=== TASK PROMPT ===
Would you please give the entries again word for word, with no images in your copy?
--------------------------------
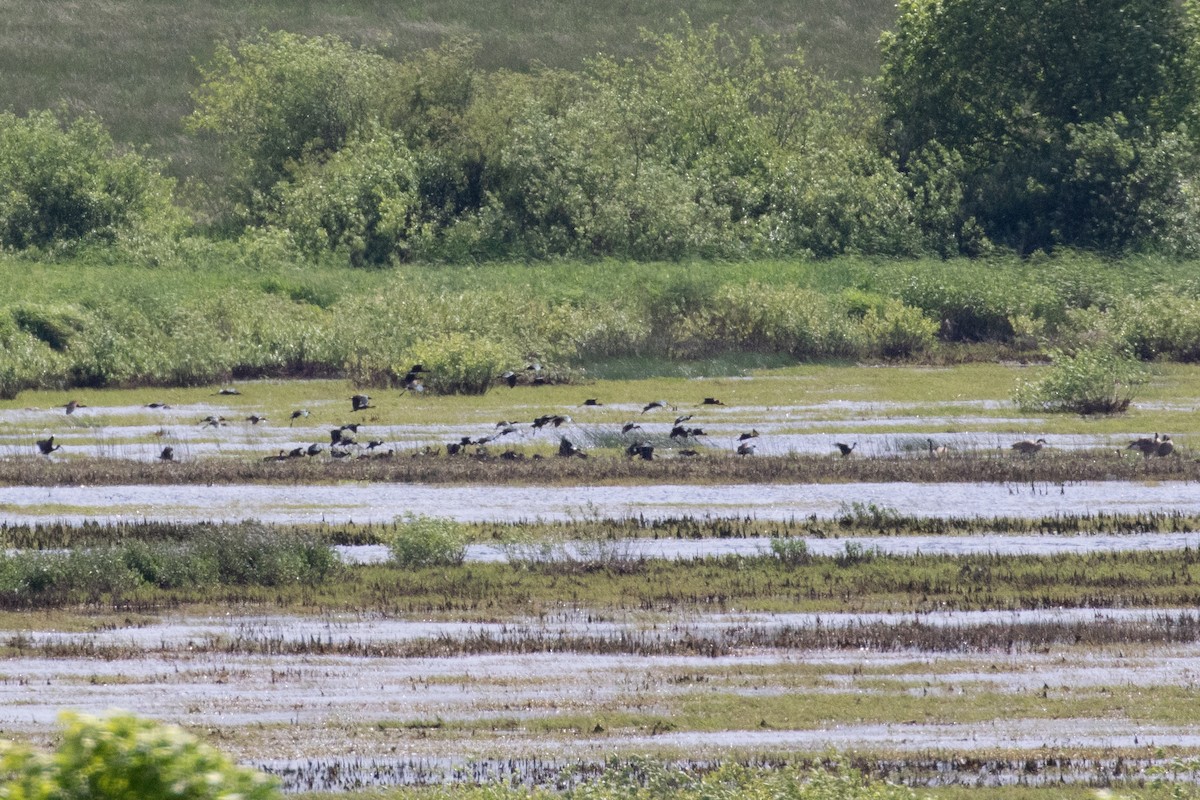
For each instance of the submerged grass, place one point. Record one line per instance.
(1002, 467)
(861, 581)
(855, 521)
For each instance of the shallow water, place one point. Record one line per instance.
(387, 501)
(688, 548)
(187, 633)
(139, 433)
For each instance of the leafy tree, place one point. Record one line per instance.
(1056, 108)
(360, 200)
(66, 182)
(280, 98)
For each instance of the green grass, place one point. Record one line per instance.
(133, 62)
(486, 591)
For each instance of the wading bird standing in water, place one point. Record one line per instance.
(1027, 447)
(1145, 445)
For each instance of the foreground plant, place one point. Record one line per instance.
(125, 758)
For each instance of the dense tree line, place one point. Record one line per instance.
(1027, 125)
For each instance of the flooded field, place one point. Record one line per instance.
(429, 717)
(387, 501)
(348, 701)
(756, 546)
(213, 429)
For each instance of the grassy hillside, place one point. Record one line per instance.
(132, 61)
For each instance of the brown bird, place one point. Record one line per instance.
(645, 450)
(1027, 447)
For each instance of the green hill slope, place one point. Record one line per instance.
(132, 61)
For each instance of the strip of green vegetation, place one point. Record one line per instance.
(610, 534)
(144, 92)
(219, 314)
(612, 470)
(855, 581)
(713, 710)
(238, 555)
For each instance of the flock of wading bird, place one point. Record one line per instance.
(343, 440)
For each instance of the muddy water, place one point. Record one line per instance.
(187, 633)
(384, 503)
(318, 715)
(684, 549)
(141, 433)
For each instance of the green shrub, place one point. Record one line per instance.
(792, 552)
(53, 325)
(1098, 380)
(773, 319)
(459, 364)
(65, 182)
(125, 758)
(898, 331)
(427, 541)
(360, 202)
(247, 554)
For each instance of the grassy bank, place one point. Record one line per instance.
(859, 521)
(217, 312)
(198, 576)
(1003, 467)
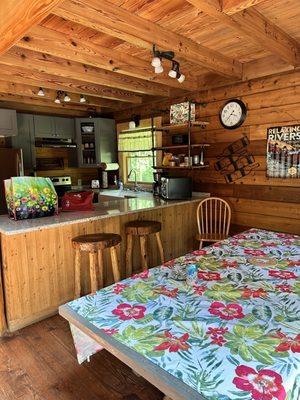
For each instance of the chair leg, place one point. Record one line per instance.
(129, 255)
(93, 271)
(144, 256)
(115, 264)
(100, 268)
(77, 283)
(160, 247)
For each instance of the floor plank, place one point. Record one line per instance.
(39, 363)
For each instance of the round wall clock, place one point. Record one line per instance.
(233, 114)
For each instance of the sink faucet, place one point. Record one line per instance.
(133, 171)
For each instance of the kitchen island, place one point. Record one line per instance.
(37, 259)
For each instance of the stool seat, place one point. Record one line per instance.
(141, 228)
(96, 241)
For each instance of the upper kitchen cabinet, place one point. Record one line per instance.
(54, 127)
(96, 140)
(8, 123)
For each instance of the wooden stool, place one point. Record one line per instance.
(94, 244)
(142, 229)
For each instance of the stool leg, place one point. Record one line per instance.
--------------------------------
=== TASK ANSWER ===
For each instance of the submerged grass, place one point. Record one line per instance.
(1002, 467)
(861, 581)
(855, 521)
For each instance of the shallow water, place one point. Record one line per instance.
(387, 501)
(688, 548)
(187, 633)
(139, 433)
For each instance of the leafy tree, place one point. Record one line per instance.
(1056, 108)
(360, 200)
(66, 182)
(280, 98)
For each instance of the green grass, place one point. Record one line per instance.
(133, 62)
(486, 591)
For each instance of the wading bird standing in water, place one point. Record one line per instance.
(1027, 447)
(1145, 445)
For each instance of the foreground plant, place one point. Record one line per instance.
(125, 758)
For each instance of the dense tree line, place one point. Record one line per instance.
(1027, 125)
For each instance of the flooded field, place one point. Record one line per instance.
(429, 717)
(387, 501)
(348, 701)
(756, 546)
(213, 429)
For each instance of the grassy hillside, place one point. Record one line per instance.
(132, 61)
For each instance of the brown bird, place one point. Record one line per instance.
(645, 450)
(1027, 447)
For each instance of the green hill slope, place one point. Record one line per instance.
(132, 61)
For each instance of the strip of green vegetation, place one point. Record one line per instance.
(610, 534)
(144, 92)
(219, 314)
(612, 470)
(855, 581)
(713, 710)
(238, 555)
For each instance of the flock of wading bird, place one point. Record one line per instance.
(343, 440)
For each instance of the muddy water, place one point. Record one line per instance.
(187, 633)
(384, 503)
(318, 715)
(684, 549)
(141, 433)
For each instance of the green shrub, place one point. Record one line per instance.
(792, 552)
(53, 325)
(1098, 380)
(773, 319)
(459, 364)
(65, 182)
(125, 758)
(898, 331)
(427, 541)
(360, 202)
(247, 554)
For each instance of the grassy bank, place one point. Record one line per instance.
(859, 521)
(217, 312)
(198, 576)
(1003, 467)
For each instance of the chair leg, place one point. Record one line per instance.
(129, 255)
(93, 271)
(144, 256)
(115, 264)
(100, 268)
(77, 283)
(160, 247)
For each instance of the floor plank, place one point. Record one line per instance.
(39, 363)
For each instance of the round wall clock, place one point. Record one line per instance.
(233, 114)
For each instance of the sink faucet, place one point. Record one line per instance.
(133, 171)
For each instance of the kitchen island, place one point. Record one line per instance.
(37, 259)
For each instance of the stool seat, place one point. Record one line per instance.
(141, 228)
(96, 241)
For each instance of the upper kitchen cabinet, place one point. Record one line per instance.
(54, 127)
(96, 140)
(8, 123)
For each instance of the wooden stool, place one point. Record one line per instance.
(94, 244)
(142, 229)
For each instance of the stool leg, place one point. Record one line per instance.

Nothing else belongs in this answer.